▶ **Exercise set**:
a: In the market report, how much did the emerald miner Gemfields earn from its auction in Lusaka?
b: For each statement, say whether it agrees with the market report. Answer yes or no and quote the deciding words: (i) The FTSE 100 rose 7.5 points. (ii) Bumi floated at 1,000p in 2010. (iii) Genel Energy owns 25 per cent of the Tawke field.
c: Echo the stretch of the market report from "The Kurdistan oil" through "1p to 21.63p.".
(Supplied passage begins)
It was quiet across the wider market and the FTSE 100 slipped 7.5 points to 6,623.17 points.

David Jones, chief market strategist at spreadbetting company IG, said: “The FTSE 100 was drifting aimlessly for most of the day. Economic data has been a touch poorer, but not bad enough to inspire panic or change expectations about central bank policy.

“Overall, the market has something of the ‘coiled spring’ about it, seeming to be waiting for an excuse to move higher.”

Among the stocks that did manage to push ahead were the gold miners. After big falls earlier this summer the gold price pushed above $1,300 yesterday. The recent rise and a note from analysts at JP Morgan entitled “The Gold War” helped metal miners Randgold Resources and Fresnillo to the top of the table. JP Morgan pointed out that although gold and silver prices are down 28 per cent and 44 per cent respectively since the peak in the fourth quarter of 2012, “investors underappreciate the potential for self-help among the UK gold producers”. Fresnillo rose 35p to 1,064p and Randgold was up 252p to 4,777p.

JP Morgan also rated mid-cap miners Polymetal International, up 27.5p to 624.5p, and African Barrick Gold, 5.9p stronger at 112.6p. They noted that these miners have “flexibility to reduce costs and protect free cash flow”.

Nat Rothschild’s Bumi was back in focus when the coal miner resumed trading after a three-month suspension. The London-listed coal producer is splitting the company after a long-running dispute between its founders, the Bakries and financier Rothschild.

Last week Bumi agreed to sell its 29.2 per cent interest in Indonesia’s Bumi Resources to the Bakrie Group for $501m (£327m) and Bumi’s chairman, Samin Tan, is buying the Bakries’ stake in the miner.

Shareholders have had a rough ride since it floated at 1,000p in 2010. It was down 22.3p to 237p yesterday. It wasn’t all bad news for Mr Rothschild, though. His oil explorer, Genel Energy, produced a positive update from the first horizontal well at the Tawke field in Kurdistan, where it owns 25 per cent. It edged up 6p to 933p.

The Kurdistan oil explorer Gulf Keystone Petroleum kissed and made up with shareholder M&G Recovery Fund and agreed to withdraw its opposition to four directors proposed by M&G. Gulf Keystone climbed 5p to 177.75p.

The US onshore oil group Magnolia Petroleum released a well update from its Bakken site and said it had more than doubled its production. Its shares rose 0.025p to 2.43p.

The emerald miner Gemfields reported its second largest total sales from an auction of emerald and beryl in Zambia. The group earned $31.5m from the auction in Lusaka and rose 1p to 21.63p.

Ceres Power, the fuel cell technology developer, signed a deal with Korea’s biggest manufacturer and supplier of domestic boilers and the shares heated up 0.15p to 9.3p.
(Supplied passage ends)
(Data extracts begins)
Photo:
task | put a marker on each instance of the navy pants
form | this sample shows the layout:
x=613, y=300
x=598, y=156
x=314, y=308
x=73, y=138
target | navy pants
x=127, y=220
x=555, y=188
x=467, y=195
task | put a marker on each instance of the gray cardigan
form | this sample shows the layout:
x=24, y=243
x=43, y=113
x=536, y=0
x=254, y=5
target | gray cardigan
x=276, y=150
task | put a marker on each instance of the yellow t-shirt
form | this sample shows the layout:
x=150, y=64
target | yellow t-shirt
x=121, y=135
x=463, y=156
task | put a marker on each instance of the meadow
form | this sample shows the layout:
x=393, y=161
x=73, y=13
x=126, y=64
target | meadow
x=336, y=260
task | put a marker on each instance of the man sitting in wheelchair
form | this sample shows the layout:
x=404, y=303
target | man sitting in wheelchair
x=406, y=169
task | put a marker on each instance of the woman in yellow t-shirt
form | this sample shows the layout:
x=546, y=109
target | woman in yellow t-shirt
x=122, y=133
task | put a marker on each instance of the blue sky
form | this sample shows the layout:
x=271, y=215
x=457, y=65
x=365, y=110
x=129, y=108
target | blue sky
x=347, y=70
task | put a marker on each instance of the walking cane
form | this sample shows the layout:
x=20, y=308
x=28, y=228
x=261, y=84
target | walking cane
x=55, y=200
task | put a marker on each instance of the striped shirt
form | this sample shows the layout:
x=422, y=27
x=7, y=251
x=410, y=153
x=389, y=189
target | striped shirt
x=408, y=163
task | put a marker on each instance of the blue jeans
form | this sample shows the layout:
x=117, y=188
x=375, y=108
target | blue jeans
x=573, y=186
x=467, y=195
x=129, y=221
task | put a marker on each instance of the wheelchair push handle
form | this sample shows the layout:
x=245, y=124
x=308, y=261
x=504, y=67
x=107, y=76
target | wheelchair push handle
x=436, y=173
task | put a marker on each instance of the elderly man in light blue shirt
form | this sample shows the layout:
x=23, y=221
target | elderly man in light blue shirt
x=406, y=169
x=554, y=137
(Data extracts ends)
▶ **Responses**:
a: $31.5m

b:
(i) No: "the FTSE 100 slipped 7.5 points to 6,623.17 points"
(ii) Yes: "since it floated at 1,000p in 2010"
(iii) Yes: "at the Tawke field in Kurdistan, where it owns 25 per cent"

c:
The Kurdistan oil explorer Gulf Keystone Petroleum kissed and made up with shareholder M&G Recovery Fund and agreed to withdraw its opposition to four directors proposed by M&G. Gulf Keystone climbed 5p to 177.75p.

The US onshore oil group Magnolia Petroleum released a well update from its Bakken site and said it had more than doubled its production. Its shares rose 0.025p to 2.43p.

The emerald miner Gemfields reported its second largest total sales from an auction of emerald and beryl in Zambia. The group earned $31.5m from the auction in Lusaka and rose 1p to 21.63p.